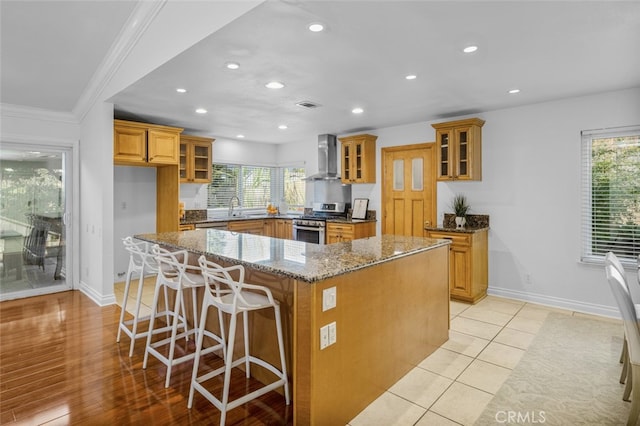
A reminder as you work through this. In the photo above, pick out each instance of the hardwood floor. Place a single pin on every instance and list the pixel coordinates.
(60, 364)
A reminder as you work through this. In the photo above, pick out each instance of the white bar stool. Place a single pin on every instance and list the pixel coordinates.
(141, 262)
(175, 275)
(235, 297)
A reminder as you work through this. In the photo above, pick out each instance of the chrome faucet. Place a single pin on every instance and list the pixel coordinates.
(231, 204)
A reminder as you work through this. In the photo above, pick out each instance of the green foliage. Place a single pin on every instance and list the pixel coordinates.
(460, 205)
(615, 192)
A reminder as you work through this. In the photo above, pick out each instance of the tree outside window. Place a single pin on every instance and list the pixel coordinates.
(611, 175)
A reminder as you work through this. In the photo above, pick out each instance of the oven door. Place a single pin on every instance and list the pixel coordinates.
(308, 234)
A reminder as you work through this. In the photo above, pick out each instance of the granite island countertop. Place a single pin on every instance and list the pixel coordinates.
(295, 259)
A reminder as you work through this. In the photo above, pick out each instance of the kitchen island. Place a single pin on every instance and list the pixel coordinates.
(392, 310)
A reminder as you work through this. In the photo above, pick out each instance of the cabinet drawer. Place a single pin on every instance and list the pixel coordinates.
(455, 237)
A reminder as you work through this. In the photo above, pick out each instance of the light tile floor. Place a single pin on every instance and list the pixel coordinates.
(455, 383)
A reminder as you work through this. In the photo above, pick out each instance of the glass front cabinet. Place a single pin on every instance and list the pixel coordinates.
(358, 158)
(195, 159)
(459, 149)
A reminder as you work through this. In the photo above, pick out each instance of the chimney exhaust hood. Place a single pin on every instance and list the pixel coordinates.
(327, 158)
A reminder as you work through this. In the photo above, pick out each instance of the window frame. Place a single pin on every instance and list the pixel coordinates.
(276, 187)
(589, 254)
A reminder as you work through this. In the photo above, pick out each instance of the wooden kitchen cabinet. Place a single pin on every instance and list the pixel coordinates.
(143, 144)
(341, 232)
(284, 229)
(251, 226)
(268, 228)
(195, 159)
(459, 149)
(150, 145)
(358, 158)
(468, 264)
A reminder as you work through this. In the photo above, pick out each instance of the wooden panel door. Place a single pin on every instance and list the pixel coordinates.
(408, 189)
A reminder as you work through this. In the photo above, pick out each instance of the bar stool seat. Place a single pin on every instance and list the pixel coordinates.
(141, 262)
(235, 297)
(175, 274)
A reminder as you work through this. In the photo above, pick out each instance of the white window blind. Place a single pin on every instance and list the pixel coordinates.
(611, 193)
(256, 186)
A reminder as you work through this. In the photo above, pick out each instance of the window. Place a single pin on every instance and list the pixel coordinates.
(611, 193)
(256, 186)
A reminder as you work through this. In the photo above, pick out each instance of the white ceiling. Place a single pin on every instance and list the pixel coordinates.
(51, 49)
(548, 50)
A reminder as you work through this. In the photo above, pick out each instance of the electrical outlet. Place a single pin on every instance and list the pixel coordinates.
(328, 298)
(332, 333)
(324, 337)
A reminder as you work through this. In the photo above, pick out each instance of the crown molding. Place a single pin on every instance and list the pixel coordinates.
(143, 15)
(26, 112)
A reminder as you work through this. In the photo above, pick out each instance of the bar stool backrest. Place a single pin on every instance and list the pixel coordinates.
(221, 285)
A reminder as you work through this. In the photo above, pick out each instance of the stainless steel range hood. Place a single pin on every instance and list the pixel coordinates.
(327, 158)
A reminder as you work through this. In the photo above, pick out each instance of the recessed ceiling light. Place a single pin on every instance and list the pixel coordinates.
(274, 85)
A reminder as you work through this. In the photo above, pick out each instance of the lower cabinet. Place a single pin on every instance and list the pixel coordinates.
(283, 229)
(340, 232)
(247, 226)
(468, 263)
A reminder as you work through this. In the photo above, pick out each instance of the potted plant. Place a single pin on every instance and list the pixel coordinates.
(460, 207)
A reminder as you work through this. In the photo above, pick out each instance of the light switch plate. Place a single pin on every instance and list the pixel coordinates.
(328, 298)
(324, 337)
(332, 333)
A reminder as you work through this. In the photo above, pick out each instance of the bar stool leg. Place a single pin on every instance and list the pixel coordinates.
(134, 327)
(247, 361)
(127, 284)
(283, 364)
(154, 309)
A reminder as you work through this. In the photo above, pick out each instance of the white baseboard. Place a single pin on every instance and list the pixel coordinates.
(556, 302)
(98, 298)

Problem requirements - Each entry must be reproduced word for word, and any image among them left out.

Solution for this task -
A reminder as you work through this. In the photo above, pick out each instance of the hardwood floor. Place a single pin on every instance and list the pixel coordinates.
(60, 364)
A reminder as you work through this. In the photo above, pick out each instance of the white bar stool. Place a single pin on every instance and list the pixel coordinates.
(141, 262)
(175, 275)
(235, 297)
A reminder as you work through this. In the photo above, pick out each instance of the chrome faucet. Place a single pin on every instance and list the pixel coordinates.
(231, 204)
A reminder as you work through this. In the photo above, pick out each instance of the green foliage. Place a single pin on every instance and list the pixel coordinates.
(460, 205)
(615, 192)
A reminder as you work through this. In the photo above, pick out each instance of the tree outside window. Place a single pin on every instance and list the pixel coordinates.
(611, 175)
A reminder as you work through this. In the photo above, pick out each instance of the oven door. Place a single pin on every instance and list the pixel coordinates.
(308, 234)
A reminder as you work through this. In the photo above, pick out each instance of the granite island countertop. Place a single pin on every instance and list the pixel coordinates.
(295, 259)
A reminder as you work through this. In the photo above, pick out each instance of the kitchen island. Place a single pin on every instance and list the pixel coordinates.
(392, 310)
A reminder as you work through this. In the photo above, pick out each instance of the cabinet drawer. Place a single pin on every instance and list the pixel coordinates.
(455, 237)
A reminder as you work through this. In the photo above, pick out each instance of the light tile floor. Place a single pin on every instance and list the pixel coordinates.
(455, 383)
A reminder as you work through this. In the photo above, pick out each instance of the glass front cabinet. Place a single pin on every instance and list the pixel coordinates.
(358, 158)
(195, 159)
(459, 149)
A reminder as you work through this. In the photo above, pick out each instance of the chimney exhaust hood. Place a single pin on every instance and list the pixel coordinates.
(327, 158)
A reminder as you work through this. In the photo above, pick out each instance of the window frame. Place a single pin on every instance and list the pixel coordinates.
(276, 187)
(589, 254)
A reminder as you work through this. In the photo above, pick out each instance of the wooden kitchen cabinet. Place a single pin on every instance and list the pixel coordinates.
(143, 144)
(341, 232)
(284, 229)
(251, 226)
(268, 228)
(195, 159)
(459, 149)
(150, 145)
(358, 158)
(468, 264)
A reminder as you work through this. In the photo above, pick out each instance of the wooden panel door. Place a single pin on every instance and list the pixel coordinates.
(408, 189)
A reminder as you work through this. In the photo above, pick out each instance of the bar stool seat. Place a single pin on every instance and list the pixel coordinates.
(141, 262)
(235, 297)
(175, 274)
A reminder as you work through this. In the photo above, pick out each instance of the white window blind. Place a single pin on every instance and list the pixel coordinates.
(611, 193)
(256, 186)
A reminder as you work through this. In the photo above, pick out each instance of the window. Place a single pin on every instance and list the pixel coordinates.
(611, 193)
(256, 186)
A reminder as you work through this. In the photo above, pick out each instance of the white ceiling. Place a single pin on every instance and list the pixel coordinates.
(51, 49)
(548, 50)
A reminder as you work through this. In the photo above, pick out each instance of the electrical outlet. Place a single pin on every instance and list the pixel coordinates.
(328, 298)
(332, 333)
(324, 337)
A reminder as you work through this. In the photo above, pick out each instance of the crown molding. Place a single pin on every instance and list the pixel coordinates.
(143, 15)
(26, 112)
A reminder as you work through this. In the photo above, pick out each instance of the bar stool backrest. Place a single pin on every instance and list the pixel coordinates.
(221, 285)
A reminder as you work through this. In the photo above, pick out each instance of the stainless steel range hood. Place a single pin on every instance and list the pixel coordinates.
(327, 158)
A reminder as you work through this. In the photo above, pick out each instance of the recessed ceiling light. Place a single pin on every instance and list the pixel coordinates.
(274, 85)
A reminder as you work through this. In the photo above, pick out each instance of the lower cabinet. Place a single pin on every instance and list the pixel coordinates.
(283, 229)
(340, 232)
(247, 226)
(468, 263)
A reminder as you work through this. In the photo above, pick out each instance of the potted plant. Place a single pin on every instance and list the pixel coordinates.
(460, 207)
A reminder as you work through this. In the photo above, pick out each instance of the light switch plate. Place a single pin on every instance and list the pixel coordinates.
(328, 298)
(324, 337)
(332, 333)
A reminder as you work through this. In the photo above, pick out each instance of the bar stool leg. Place a single pin on every instance and list the pixel coordinates.
(134, 327)
(247, 361)
(127, 284)
(283, 364)
(154, 309)
A reminder as you work through this. In the photo above, pick out each instance of the white baseboard. Place a single pin on every instance and list the pixel coordinates.
(556, 302)
(98, 298)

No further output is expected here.